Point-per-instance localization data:
══════════

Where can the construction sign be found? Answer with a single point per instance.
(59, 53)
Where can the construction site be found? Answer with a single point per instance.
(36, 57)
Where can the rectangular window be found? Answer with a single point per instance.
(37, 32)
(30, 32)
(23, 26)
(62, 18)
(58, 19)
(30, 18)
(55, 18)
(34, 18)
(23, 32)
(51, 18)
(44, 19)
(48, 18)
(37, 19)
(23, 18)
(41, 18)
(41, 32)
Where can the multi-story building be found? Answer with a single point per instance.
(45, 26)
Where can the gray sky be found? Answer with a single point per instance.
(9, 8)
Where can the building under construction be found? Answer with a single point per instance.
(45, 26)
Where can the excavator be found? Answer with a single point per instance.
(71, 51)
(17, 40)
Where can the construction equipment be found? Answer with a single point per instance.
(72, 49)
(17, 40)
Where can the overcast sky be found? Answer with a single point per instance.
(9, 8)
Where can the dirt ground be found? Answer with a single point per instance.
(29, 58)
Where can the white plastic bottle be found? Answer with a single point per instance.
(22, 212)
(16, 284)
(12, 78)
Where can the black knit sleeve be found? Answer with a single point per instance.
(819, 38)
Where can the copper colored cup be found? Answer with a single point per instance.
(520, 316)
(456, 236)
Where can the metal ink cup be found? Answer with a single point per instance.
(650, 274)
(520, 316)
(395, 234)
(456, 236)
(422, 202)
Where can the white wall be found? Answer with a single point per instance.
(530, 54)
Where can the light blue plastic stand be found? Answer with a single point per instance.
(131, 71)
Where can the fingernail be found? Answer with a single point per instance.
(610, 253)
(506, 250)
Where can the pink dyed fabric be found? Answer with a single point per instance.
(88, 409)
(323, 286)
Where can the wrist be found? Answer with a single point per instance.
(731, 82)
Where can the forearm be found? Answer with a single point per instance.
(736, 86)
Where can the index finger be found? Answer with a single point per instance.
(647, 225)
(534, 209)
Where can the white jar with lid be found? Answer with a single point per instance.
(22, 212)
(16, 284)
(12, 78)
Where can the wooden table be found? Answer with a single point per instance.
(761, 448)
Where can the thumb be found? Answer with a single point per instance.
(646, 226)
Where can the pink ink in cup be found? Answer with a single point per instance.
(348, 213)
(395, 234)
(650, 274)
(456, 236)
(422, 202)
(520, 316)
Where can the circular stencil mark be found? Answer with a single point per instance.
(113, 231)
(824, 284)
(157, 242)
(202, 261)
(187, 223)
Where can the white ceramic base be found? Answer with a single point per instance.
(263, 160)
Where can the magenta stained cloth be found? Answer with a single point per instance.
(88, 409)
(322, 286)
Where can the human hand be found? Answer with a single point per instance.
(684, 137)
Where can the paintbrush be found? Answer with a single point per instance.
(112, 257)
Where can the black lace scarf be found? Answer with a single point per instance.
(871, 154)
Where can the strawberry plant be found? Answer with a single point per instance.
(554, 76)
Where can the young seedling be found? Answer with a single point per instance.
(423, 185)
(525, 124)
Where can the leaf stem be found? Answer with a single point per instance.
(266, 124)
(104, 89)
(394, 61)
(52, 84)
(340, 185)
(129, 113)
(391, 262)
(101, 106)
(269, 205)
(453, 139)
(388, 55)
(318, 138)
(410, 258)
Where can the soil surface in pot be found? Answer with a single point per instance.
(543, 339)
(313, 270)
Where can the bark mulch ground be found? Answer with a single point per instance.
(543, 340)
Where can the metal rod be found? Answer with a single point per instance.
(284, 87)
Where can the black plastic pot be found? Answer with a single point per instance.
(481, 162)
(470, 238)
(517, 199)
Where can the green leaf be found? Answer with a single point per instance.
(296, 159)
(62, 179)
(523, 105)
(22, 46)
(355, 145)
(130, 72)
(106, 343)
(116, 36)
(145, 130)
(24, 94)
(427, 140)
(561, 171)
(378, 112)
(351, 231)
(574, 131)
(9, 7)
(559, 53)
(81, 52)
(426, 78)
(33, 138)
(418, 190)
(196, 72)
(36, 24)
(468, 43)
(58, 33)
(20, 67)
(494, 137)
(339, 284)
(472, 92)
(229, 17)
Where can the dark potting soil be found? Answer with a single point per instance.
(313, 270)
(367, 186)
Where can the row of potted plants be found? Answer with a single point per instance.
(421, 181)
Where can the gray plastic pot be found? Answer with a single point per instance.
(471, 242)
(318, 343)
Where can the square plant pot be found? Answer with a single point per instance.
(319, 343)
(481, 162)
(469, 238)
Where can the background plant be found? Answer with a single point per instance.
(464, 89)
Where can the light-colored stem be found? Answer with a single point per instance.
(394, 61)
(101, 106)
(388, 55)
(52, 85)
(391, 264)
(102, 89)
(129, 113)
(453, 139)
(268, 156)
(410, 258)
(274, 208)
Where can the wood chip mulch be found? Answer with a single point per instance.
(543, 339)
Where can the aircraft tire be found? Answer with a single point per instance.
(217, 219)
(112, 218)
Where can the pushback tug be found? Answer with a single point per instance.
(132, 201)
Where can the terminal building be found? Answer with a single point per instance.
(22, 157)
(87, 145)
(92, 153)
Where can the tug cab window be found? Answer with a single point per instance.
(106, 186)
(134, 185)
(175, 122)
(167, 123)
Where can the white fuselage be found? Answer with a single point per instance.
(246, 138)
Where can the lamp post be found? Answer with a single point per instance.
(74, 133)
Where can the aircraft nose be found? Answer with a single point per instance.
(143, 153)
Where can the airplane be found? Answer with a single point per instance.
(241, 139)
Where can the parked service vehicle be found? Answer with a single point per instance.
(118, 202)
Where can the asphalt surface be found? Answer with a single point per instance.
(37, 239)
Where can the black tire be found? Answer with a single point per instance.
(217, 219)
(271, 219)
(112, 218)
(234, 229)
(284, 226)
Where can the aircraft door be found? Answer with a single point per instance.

══════════

**Exercise details**. Transcribe the records in full, word for word.

**Reply to the task**.
Where can the construction sign be found? Answer with a single point per instance.
(59, 53)
Where can the construction site be found? Answer with a single point per instance.
(36, 57)
Where can the rectangular window be found? Answer with a single point per instance.
(37, 32)
(30, 32)
(23, 26)
(62, 18)
(58, 19)
(30, 18)
(55, 18)
(34, 18)
(23, 32)
(51, 18)
(44, 19)
(48, 18)
(37, 19)
(23, 18)
(41, 18)
(41, 32)
Where can the multi-story building be found? Answer with a single point per instance.
(45, 26)
Where can the gray sky be found? Answer with a single point per instance.
(9, 8)
Where can the building under construction be found? Answer with a single point per instance.
(45, 26)
Where can the excavator be found? Answer with a single point per instance.
(71, 51)
(17, 40)
Where can the construction equipment be found? Answer with a single point per instance.
(72, 49)
(17, 40)
Where can the overcast sky be found? Answer with a single point per instance.
(9, 8)
Where can the dirt ground be found? Answer with a single point per instance.
(29, 58)
Where can the white plastic bottle be found? Answer with a single point per instance.
(22, 212)
(16, 284)
(12, 78)
Where can the black knit sleeve be found? Answer with a single point per instance.
(819, 38)
Where can the copper colored cup be found? Answer with a single point per instance.
(520, 316)
(456, 236)
Where can the metal ink cup be found? Answer with a single point per instance.
(650, 274)
(520, 316)
(395, 234)
(456, 236)
(422, 202)
Where can the white wall be found? Answer with a single point per instance.
(530, 54)
Where can the light blue plastic stand be found? Answer with a single point per instance.
(131, 71)
Where can the fingernail be found? Answer with a single point per instance.
(610, 253)
(506, 250)
Where can the pink dyed fabric be found? Answer with a single point per instance.
(88, 409)
(323, 286)
Where can the wrist be found? Answer with a single point per instance.
(731, 82)
Where can the forearm be found? Answer with a single point per instance.
(736, 86)
Where can the index finger be found? Answer with a single point per instance.
(647, 225)
(534, 209)
Where can the white jar with lid be found? Answer with a single point per instance.
(22, 212)
(16, 284)
(12, 78)
Where can the wooden table be found? Answer with a single point per instance.
(761, 448)
Where can the thumb be found? Answer with a single point per instance.
(646, 226)
Where can the pink ink in cup be found? Answer with a single point per instance.
(348, 213)
(395, 234)
(650, 274)
(456, 236)
(422, 202)
(520, 316)
Where can the circular stencil mark be found? Answer with a single point per instance.
(113, 231)
(824, 284)
(157, 242)
(202, 261)
(187, 223)
Where can the white ceramic base be found? Answer with a single point per instance.
(263, 160)
Where can the magenta stained cloth be found? Answer with a single point per instance.
(88, 409)
(322, 286)
Where can the human hand be found? Answer with a single point per instance.
(684, 137)
Where can the paintbrush be found? Answer with a single point per instance.
(112, 257)
Where can the black lace scarf be found? Answer with a single point per instance.
(871, 154)
Where can the strawberry plant be found? Answer with a single point per instance.
(554, 76)
Where can the young seedling be found? Answer with a single point per instance.
(423, 185)
(525, 124)
Where can the leaf stem be found? Answer with a single point per instance.
(266, 124)
(104, 89)
(394, 61)
(52, 84)
(340, 185)
(129, 113)
(391, 262)
(101, 106)
(269, 205)
(453, 139)
(388, 55)
(318, 138)
(410, 258)
Where can the soil surface in pot be found? Answer with a single point per instance.
(543, 339)
(313, 270)
Where can the bark mulch ground be found? Answer with a single point per instance.
(543, 340)
Where can the metal rod be found? Answer with a single point per instance.
(284, 87)
Where can the black plastic pot be found? Answer with a single point per instance.
(481, 162)
(470, 238)
(517, 199)
Where can the green leaf be found? Answer with a single point per instance.
(296, 159)
(62, 179)
(523, 105)
(22, 46)
(355, 145)
(130, 72)
(106, 343)
(116, 36)
(145, 130)
(24, 94)
(427, 140)
(561, 171)
(378, 112)
(351, 231)
(574, 131)
(9, 7)
(559, 53)
(81, 52)
(426, 78)
(33, 138)
(418, 190)
(196, 72)
(36, 24)
(468, 43)
(58, 33)
(20, 67)
(494, 137)
(339, 284)
(472, 92)
(229, 17)
Where can the dark potting soil be found? Answer with a single point per instance.
(313, 270)
(367, 186)
Where can the row of potted plants be found? Answer with a single point per instance.
(421, 181)
Where can the gray plastic pot be found? Answer with a single point per instance.
(471, 242)
(318, 343)
Where can the square plant pot be found? Answer with a single point per instance.
(319, 343)
(481, 162)
(469, 238)
Where can the background plant be found? Answer with a single point per instance.
(464, 89)
Where can the light-colored stem be found? Answer with a single point per instance.
(394, 61)
(101, 106)
(388, 55)
(52, 85)
(391, 264)
(102, 89)
(129, 113)
(453, 139)
(268, 156)
(410, 258)
(274, 208)
Where can the wood chip mulch be found? Answer with a single point per instance.
(543, 339)
Where can the aircraft tire be found? Answer with a single point per instance.
(217, 219)
(112, 218)
Where can the pushback tug be found? Answer with a single point per instance.
(132, 201)
Where can the terminal building be found? Answer with a single point per instance.
(22, 157)
(87, 145)
(92, 153)
Where can the tug cab window be found? Answer with a single point per instance.
(106, 186)
(134, 185)
(175, 122)
(167, 123)
Where can the white fuselage be found? Answer with a single point per instance.
(246, 138)
Where can the lamp post be found? Answer with a single point per instance.
(74, 133)
Where can the aircraft nose be found? Answer with a single point per instance.
(143, 153)
Where can the airplane be found? Answer with a single point per instance.
(241, 139)
Where can the parked service vehicle be found? Answer with a single point per instance.
(118, 202)
Where can the asphalt surface be found? Answer with a single point per instance.
(37, 239)
Where can the black tire be found? Answer with a single point per instance.
(217, 219)
(271, 219)
(112, 218)
(234, 229)
(284, 226)
Where can the aircraft door be found? Answer with a single point per instance.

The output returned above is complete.